==== SUPPLIED RECORDS ====

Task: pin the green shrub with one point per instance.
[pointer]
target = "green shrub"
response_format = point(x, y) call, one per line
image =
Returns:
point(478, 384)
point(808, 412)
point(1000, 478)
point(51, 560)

====
==== SUPPLIED RECORDS ====

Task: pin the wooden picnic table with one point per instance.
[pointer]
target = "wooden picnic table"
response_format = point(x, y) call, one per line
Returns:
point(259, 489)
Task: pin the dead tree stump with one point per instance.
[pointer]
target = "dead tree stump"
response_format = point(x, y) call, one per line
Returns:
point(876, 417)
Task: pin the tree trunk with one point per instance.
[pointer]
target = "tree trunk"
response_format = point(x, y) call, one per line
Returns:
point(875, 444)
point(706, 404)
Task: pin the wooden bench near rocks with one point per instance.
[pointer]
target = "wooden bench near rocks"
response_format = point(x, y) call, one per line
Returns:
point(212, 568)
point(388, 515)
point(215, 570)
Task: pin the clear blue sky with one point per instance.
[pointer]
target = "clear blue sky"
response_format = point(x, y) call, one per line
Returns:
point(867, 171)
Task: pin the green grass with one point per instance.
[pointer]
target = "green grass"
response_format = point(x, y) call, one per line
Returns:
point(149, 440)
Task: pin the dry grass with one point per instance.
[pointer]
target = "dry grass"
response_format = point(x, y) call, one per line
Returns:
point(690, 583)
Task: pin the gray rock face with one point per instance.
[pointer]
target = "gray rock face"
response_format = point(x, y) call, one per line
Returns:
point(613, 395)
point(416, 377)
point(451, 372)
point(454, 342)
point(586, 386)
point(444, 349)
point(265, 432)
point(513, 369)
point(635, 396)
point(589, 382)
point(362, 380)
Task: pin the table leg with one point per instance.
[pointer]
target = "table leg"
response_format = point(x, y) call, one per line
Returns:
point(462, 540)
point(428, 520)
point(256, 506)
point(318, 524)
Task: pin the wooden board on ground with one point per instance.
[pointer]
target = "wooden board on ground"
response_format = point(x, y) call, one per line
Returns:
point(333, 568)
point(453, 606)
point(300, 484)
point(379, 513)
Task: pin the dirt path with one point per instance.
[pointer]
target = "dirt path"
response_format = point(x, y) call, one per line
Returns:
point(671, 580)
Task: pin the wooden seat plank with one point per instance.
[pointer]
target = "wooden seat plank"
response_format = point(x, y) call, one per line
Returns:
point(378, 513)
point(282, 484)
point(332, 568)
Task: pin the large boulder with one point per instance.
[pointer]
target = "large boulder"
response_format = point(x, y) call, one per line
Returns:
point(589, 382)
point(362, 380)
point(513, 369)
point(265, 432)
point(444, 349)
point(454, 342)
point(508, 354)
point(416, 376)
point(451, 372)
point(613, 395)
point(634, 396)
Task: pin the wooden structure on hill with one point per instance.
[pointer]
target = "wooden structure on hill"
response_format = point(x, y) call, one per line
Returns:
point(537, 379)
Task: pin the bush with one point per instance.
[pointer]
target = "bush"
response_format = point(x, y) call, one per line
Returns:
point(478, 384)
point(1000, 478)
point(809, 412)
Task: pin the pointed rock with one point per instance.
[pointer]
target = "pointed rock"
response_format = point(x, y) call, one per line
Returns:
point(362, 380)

====

• [WORK TASK] Report each line above containing the string "plank".

• [REPLY]
Task: pin the wooden seat plank with one point per instance.
target = "wooden seat plank"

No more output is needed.